The Company reserves the right, in
its sole discretion, to suspend solicitation of purchases of the
Notes through an Agent, as agent, commencing at any time for any
period of time or permanently. As soon as practicable after receipt
of instructions from the Company, such Agent will suspend
solicitation of purchases from the Company until such time as the
Company has advised such Agent that such solicitation may be
resumed.
The Company agrees to pay each Agent
a commission, in the form of a discount, equal to the applicable
percentage of the principal amount of each Note sold by the Company
as a result of a solicitation made by such Agent as set forth in
Schedule A hereto.
(c)
Administrative
Procedures . The purchase price,
interest rate or formula, maturity date and other terms of the
Notes (as applicable) specified in Exhibit A hereto
shall be agreed upon by the Company and the applicable Agent or
Agents and specified in a pricing supplement to the Prospectus
(each, a “Pricing Supplement”) to be prepared in
connection with each sale of Notes. Except as may be otherwise
specified in the applicable Pricing Supplement, the Notes will be
issued in denominations of U.S. $1,000 or any larger amount
that is an integral multiple of U.S. $1,000. Administrative
procedures (the “Procedures”) with respect to the sale
of Notes shall be agreed upon from time to time by the Company, the
Agents and the Trustee. The current Procedures are attached hereto
as Exhibit B . The Agents and the Company agree to
perform, and the Company agrees to cause the Trustee to agree to
perform, their respective duties and obligations specifically
provided to be performed by them in the Procedures.

## EXERCISES
• 1. Please translate this sentence from the agreement excerpt into French: "As soon as practicable after receipt of instructions from the Company, such Agent will suspend solicitation of purchases from the Company until such time as the Company has advised such Agent that such solicitation may be resumed."
• 2. In one to three sentences, explain what makes an Agent entitled to a commission on a Note under the agreement excerpt, and how that commission is calculated.

## STORED RECORDS

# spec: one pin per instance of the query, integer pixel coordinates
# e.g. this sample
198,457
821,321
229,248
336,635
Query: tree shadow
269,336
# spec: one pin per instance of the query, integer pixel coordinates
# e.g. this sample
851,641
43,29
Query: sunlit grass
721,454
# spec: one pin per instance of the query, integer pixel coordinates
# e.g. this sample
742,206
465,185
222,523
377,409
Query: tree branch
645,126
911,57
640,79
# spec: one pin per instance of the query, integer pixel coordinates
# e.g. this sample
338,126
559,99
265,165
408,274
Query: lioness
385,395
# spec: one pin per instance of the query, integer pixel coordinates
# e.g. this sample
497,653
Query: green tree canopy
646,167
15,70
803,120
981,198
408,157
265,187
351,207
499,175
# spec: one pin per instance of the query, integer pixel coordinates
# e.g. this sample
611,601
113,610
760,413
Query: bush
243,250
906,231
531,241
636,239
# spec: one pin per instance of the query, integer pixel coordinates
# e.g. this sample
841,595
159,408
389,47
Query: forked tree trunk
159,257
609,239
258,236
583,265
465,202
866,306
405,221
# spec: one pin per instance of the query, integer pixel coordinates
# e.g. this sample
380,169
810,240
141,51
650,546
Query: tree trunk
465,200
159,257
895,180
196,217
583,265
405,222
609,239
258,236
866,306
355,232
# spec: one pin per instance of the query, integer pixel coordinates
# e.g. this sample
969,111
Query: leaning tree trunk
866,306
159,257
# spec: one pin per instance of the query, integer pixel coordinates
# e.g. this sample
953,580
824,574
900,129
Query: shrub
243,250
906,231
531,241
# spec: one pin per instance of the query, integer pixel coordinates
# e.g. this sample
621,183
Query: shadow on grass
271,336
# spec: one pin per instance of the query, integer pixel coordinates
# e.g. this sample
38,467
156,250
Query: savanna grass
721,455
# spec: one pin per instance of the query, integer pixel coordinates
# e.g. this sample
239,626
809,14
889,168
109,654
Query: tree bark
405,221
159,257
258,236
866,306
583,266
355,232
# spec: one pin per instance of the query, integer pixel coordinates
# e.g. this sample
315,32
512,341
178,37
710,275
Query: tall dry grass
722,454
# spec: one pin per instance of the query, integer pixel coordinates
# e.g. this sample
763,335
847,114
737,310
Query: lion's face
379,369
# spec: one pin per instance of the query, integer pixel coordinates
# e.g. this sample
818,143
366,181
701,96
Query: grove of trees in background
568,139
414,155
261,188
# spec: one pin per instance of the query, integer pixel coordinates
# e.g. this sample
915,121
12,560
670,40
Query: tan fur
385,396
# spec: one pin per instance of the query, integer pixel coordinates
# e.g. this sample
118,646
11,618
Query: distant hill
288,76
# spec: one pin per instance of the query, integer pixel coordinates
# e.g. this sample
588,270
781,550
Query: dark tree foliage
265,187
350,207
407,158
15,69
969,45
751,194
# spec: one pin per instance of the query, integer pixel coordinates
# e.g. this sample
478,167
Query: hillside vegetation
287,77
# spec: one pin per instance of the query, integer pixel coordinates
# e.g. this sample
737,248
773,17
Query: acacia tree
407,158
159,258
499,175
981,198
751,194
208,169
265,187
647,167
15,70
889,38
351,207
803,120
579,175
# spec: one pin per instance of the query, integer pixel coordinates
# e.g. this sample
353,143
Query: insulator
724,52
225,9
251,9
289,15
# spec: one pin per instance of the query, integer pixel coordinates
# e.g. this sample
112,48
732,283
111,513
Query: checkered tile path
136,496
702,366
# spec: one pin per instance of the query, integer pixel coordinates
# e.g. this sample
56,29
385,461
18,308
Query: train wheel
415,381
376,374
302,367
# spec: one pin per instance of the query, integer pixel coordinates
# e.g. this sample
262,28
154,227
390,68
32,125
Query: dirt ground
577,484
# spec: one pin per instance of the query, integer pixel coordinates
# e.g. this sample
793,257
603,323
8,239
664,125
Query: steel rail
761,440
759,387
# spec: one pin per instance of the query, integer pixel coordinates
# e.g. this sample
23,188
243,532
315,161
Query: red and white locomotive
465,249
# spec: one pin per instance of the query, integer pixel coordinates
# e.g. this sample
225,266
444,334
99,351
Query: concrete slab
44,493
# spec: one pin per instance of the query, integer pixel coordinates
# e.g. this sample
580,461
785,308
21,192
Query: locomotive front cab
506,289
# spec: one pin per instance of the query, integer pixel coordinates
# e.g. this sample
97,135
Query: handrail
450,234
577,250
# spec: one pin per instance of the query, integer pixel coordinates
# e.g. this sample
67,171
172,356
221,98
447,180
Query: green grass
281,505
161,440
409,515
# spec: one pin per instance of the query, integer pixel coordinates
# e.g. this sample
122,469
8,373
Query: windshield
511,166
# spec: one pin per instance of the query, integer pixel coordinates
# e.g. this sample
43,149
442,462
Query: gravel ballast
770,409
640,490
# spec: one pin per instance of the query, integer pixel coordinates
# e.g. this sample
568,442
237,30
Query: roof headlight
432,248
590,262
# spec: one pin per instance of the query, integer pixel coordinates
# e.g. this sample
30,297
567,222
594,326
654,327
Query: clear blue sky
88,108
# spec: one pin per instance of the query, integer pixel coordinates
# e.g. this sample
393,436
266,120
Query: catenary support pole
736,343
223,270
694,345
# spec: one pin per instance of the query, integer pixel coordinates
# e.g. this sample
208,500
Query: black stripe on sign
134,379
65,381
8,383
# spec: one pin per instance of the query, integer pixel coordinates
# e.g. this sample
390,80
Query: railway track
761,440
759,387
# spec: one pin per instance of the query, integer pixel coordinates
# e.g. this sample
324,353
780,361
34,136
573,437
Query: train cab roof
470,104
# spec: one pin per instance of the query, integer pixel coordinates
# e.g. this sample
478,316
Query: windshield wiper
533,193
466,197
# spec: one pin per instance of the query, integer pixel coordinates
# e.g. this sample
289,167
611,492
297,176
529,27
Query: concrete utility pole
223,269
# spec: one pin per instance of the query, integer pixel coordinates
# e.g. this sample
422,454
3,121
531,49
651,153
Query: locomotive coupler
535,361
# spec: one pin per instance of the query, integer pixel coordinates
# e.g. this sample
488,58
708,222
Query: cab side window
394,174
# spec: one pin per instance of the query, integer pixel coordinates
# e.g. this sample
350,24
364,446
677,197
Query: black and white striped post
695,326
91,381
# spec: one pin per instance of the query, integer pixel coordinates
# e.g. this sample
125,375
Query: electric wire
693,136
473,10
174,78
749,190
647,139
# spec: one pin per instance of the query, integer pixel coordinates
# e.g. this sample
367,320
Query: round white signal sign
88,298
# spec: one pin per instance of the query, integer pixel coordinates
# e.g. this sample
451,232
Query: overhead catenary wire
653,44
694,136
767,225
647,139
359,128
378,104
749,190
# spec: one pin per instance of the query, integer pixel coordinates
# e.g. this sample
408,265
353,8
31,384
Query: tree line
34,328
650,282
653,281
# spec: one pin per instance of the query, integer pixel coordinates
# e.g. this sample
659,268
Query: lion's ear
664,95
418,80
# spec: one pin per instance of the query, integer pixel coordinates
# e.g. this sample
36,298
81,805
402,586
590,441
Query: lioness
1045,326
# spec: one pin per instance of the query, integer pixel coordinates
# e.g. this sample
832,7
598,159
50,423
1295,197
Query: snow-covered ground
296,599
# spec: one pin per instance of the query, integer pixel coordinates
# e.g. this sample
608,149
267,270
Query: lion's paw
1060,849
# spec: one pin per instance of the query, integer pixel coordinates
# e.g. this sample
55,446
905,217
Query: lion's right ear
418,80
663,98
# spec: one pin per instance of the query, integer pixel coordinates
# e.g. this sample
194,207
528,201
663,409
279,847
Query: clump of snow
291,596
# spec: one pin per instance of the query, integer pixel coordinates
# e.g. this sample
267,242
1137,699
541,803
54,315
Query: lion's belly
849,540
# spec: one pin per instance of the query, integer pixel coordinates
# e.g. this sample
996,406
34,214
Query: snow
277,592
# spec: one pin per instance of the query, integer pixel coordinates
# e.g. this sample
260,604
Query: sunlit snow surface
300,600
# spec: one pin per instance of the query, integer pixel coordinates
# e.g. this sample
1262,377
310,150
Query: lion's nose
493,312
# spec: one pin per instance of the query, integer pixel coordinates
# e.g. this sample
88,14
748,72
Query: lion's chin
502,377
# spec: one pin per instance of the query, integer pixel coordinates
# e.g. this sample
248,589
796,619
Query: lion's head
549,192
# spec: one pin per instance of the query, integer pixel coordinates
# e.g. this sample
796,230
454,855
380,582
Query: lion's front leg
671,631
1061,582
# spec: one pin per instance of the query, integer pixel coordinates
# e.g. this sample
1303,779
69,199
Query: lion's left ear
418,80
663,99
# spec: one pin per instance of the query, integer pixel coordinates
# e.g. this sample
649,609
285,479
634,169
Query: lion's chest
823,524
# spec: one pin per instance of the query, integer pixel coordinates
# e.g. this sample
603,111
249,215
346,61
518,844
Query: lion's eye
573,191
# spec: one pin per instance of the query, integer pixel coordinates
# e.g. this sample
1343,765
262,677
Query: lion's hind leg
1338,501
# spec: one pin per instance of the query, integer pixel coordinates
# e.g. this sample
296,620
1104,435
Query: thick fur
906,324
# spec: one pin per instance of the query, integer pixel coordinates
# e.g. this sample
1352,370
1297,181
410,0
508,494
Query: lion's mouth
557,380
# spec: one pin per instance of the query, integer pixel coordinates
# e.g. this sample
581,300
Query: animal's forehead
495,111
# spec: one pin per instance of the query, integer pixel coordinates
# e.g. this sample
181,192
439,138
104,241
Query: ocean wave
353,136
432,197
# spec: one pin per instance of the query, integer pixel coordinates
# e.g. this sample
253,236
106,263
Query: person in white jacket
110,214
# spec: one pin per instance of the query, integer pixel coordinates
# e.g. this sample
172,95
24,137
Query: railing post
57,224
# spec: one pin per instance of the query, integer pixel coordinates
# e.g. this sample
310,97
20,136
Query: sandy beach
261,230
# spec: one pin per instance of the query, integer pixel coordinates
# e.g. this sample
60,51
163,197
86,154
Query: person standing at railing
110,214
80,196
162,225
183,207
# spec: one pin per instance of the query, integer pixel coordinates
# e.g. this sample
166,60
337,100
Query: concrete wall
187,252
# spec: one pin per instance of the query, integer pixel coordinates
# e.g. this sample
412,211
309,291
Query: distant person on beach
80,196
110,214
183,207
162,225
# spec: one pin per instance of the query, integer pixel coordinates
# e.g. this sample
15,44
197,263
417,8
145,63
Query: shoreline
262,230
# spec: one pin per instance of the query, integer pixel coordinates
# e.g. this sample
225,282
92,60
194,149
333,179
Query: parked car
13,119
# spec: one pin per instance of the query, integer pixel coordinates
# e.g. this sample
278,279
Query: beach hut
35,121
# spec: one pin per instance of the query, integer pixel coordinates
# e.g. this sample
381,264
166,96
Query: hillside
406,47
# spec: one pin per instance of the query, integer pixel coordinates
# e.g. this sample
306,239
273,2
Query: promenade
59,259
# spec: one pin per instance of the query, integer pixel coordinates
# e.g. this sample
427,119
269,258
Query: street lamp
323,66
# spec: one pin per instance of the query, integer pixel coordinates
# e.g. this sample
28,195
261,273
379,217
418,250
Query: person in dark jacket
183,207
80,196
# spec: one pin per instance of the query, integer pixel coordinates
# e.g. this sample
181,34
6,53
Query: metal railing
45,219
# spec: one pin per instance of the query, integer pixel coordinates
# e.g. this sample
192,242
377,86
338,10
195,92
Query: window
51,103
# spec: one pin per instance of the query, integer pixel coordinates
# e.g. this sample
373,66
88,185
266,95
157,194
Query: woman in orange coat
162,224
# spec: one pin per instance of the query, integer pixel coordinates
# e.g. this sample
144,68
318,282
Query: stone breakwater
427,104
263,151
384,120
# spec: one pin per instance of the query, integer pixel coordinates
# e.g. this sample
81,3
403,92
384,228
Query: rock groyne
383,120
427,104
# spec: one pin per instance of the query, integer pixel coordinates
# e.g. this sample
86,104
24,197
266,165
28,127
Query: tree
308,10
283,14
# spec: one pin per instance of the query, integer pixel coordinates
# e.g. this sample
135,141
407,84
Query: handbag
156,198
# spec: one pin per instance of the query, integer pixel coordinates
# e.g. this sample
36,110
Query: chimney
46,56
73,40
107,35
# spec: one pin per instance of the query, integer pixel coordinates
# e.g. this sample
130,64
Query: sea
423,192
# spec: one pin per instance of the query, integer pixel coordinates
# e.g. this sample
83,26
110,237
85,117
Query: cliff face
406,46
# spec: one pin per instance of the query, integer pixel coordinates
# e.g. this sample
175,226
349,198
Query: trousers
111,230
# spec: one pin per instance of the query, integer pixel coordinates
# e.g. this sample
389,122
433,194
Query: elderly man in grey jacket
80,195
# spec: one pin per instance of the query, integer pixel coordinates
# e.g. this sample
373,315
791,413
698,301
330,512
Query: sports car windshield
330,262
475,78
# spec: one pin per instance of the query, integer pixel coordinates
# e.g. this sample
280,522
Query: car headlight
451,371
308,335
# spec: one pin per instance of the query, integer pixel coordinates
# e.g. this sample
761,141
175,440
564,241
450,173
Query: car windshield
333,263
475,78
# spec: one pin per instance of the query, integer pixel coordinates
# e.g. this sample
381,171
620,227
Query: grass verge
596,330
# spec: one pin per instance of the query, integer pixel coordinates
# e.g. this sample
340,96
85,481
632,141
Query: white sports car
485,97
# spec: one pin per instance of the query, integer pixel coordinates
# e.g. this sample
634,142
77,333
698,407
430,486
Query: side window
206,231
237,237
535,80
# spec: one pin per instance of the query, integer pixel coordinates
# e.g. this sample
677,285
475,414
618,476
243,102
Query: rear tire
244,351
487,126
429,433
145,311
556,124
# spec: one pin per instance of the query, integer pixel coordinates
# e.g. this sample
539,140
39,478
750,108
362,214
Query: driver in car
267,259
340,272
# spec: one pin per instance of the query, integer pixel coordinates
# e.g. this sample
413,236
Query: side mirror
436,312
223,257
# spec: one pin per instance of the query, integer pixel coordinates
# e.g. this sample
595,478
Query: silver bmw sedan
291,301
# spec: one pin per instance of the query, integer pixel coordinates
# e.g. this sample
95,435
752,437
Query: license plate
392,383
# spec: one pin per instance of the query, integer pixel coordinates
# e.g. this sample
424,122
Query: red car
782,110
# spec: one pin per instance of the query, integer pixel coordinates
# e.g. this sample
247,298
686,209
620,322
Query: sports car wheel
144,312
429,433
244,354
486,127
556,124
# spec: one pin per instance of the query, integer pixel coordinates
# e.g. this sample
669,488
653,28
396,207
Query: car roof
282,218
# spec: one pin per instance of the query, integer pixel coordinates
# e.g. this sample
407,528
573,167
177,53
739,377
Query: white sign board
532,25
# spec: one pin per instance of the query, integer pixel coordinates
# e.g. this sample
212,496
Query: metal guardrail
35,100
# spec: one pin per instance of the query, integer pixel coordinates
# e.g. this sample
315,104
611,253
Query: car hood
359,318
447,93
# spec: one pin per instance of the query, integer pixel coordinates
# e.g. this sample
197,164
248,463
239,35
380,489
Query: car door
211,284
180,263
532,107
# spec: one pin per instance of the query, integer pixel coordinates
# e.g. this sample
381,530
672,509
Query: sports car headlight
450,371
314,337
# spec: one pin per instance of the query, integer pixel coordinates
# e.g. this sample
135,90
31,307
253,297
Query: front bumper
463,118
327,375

## PROBLEM SOLUTIONS
• 1. Dès que possible après réception des instructions de la Société, cet Agent suspendra la sollicitation d'achats auprès de la Société jusqu'à ce que la Société ait informé cet Agent que cette sollicitation peut reprendre.

• 2. An Agent earns a commission on a Note when the Company sells that Note as a result of a solicitation made by that Agent. The commission takes the form of a discount equal to the applicable percentage of the Note's principal amount, as set forth in Schedule A.